Large-scale multi-enzyme LC-MS analysis

We increased the diversity of peptide sequences through the use of more proteases, and we increased peptide depth by utilizing offline reverse-phase high-pH fractionation (Fig. 2a). We chose trypsin, LysC, GluC, chymotrypsin and LysN because they have been shown to produce complementary results in terms of peptide length, protein sequence coverage, and frequencies and positions of amino acid residues across the peptide backbone³⁹. Next, we fractionated each digest⁴⁰ into 20 pooled fractions and analyzed all of them using ECD, EID, beam type CID (referred to as higher-energy CID or ‘HCD’ on Thermo instrumentation) and UVPD LC-MS. The choice of liquid chromatography gradient time for the dissociation techniques was based on their maximum sequencing rate to ensure that they all produced a similar number of scans.

**Fig. 2: Large-scale bottom-up ECD, EID, UVPD, and HCD analysis.**

The analysis of UVPD, EID and ECD data is not as straightforward as that of HCD data. The major products of HCD are well characterized, with a, b, y ions dominating data. In contrast, UVPD and EID are known to produce all main-series types of peptide fragments as well as some radical a + 1, x + 1 ions,^4,15,41 with the last two largely understudied. The average proportion of each type of main-series fragment has been reported for UVPD^6,37,38; however, the effects of using these ions and their combinations in the automated data analysis have not been extensively discussed. We therefore analyzed the acquired raw data using several unique combinations of the expected fragment types with the goal to maximize the number of identified PSMs while maintaining the same 1% false discovery rate (FDR). For ECD, the most important ions for robust identification were c and z (Fig. 2b). The addition of c − 1 or z + 1 had a minimal and slightly detrimental effect. Analogously, b and y were the dominant ion types for both EID and UVPD. However, a, a + 1, c, z ions were beneficial for improving identification rates for EID, while b, y produced the best results in UVPD. The numbers when broken down to the individual enzyme level are similar to the global result, although tryptic and LysC peptides enhance the formation of z + 1 ions while impairing the formation of c − 1 in ECD, and favor the generation of y ions in EID and UVPD compared with other enzymes (Supplementary Fig. S1). The results for UVPD and EID seem to be strongly dependent on y ions and to a smaller degree on b ions. While no extensive literature exists for EID, our UVPD data agree with previous findings. Others also found that b, y fragments are the most abundant types of ions in 193 nm UVPD of tryptic peptides, and the ion current of y fragments is approximately double that of b (refs. ^6,37). Similarly, b, y fragments dominate the spectra in 213 nm UVPD of tryptic peptides, and the average number of annotated y fragments is twice that of b ions³⁸.

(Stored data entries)
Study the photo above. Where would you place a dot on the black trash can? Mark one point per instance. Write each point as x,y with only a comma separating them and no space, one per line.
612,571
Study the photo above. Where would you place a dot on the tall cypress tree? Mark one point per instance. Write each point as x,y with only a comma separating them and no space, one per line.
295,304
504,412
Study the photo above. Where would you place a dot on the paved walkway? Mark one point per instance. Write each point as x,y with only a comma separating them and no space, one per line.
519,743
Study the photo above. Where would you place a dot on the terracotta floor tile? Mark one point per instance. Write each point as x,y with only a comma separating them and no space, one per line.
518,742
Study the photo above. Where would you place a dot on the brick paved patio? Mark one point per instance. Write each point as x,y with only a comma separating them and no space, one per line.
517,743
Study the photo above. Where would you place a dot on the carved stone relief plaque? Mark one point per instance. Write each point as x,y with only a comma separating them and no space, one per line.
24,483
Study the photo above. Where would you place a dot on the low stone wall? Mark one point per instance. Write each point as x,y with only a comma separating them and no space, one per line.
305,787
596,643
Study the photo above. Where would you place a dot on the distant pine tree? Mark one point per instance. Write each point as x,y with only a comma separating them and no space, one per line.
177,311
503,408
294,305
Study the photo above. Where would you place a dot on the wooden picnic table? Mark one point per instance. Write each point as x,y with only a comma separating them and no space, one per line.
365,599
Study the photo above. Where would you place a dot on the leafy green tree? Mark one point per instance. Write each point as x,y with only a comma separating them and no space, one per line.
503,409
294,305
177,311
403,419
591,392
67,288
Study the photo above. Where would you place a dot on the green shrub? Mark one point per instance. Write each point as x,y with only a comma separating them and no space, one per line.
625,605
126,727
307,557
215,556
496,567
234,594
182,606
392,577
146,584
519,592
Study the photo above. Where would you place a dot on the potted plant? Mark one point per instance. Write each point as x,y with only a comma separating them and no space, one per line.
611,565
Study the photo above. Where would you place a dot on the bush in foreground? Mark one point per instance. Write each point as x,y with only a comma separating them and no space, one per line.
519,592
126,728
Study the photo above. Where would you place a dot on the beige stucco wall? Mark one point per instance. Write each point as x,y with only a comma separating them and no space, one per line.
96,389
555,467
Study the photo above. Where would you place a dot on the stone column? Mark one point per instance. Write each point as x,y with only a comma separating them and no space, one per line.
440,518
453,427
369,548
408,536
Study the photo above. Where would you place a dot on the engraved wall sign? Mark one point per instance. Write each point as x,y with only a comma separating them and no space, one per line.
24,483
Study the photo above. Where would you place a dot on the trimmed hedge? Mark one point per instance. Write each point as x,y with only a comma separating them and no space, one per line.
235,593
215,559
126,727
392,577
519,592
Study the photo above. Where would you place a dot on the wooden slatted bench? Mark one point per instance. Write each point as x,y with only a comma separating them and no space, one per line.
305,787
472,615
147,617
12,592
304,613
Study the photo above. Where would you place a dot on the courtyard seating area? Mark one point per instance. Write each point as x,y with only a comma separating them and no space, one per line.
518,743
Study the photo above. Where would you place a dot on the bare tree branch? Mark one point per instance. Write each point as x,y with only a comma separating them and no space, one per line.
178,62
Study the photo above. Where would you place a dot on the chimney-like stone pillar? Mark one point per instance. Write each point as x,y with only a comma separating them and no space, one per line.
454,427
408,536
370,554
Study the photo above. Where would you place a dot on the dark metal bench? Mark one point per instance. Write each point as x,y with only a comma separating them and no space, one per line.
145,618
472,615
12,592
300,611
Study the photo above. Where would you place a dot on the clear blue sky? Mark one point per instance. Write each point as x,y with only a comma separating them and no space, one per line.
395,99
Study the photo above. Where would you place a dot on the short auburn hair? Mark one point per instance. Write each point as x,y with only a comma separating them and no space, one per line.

▶ _Task instructions_
A: For each of the following statements, indicate whether it agrees with the passage on multi-enzyme LC-MS analysis by answering yes or no, and quote the words from the passage that decide the matter.
(i) Each digest was fractionated into 20 pooled fractions.
(ii) In ECD, adding c − 1 or z + 1 ions substantially improved identification.
(iii) Earlier work on 193 nm UVPD of tryptic peptides found the ion current of b fragments to be about double that of y fragments.
B: According to the passage on multi-enzyme LC-MS analysis, which ion types were most important for robust identification in ECD?
The lines above were taken from a source other than the passage on multi-enzyme LC-MS analysis.

▶ _Task-by-task results_
A:
(i) Yes: "we fractionated each digest⁴⁰ into 20 pooled fractions"
(ii) No: "The addition of c − 1 or z + 1 had a minimal and slightly detrimental effect."
(iii) No: "the ion current of y fragments is approximately double that of b"

B: The c and z ions.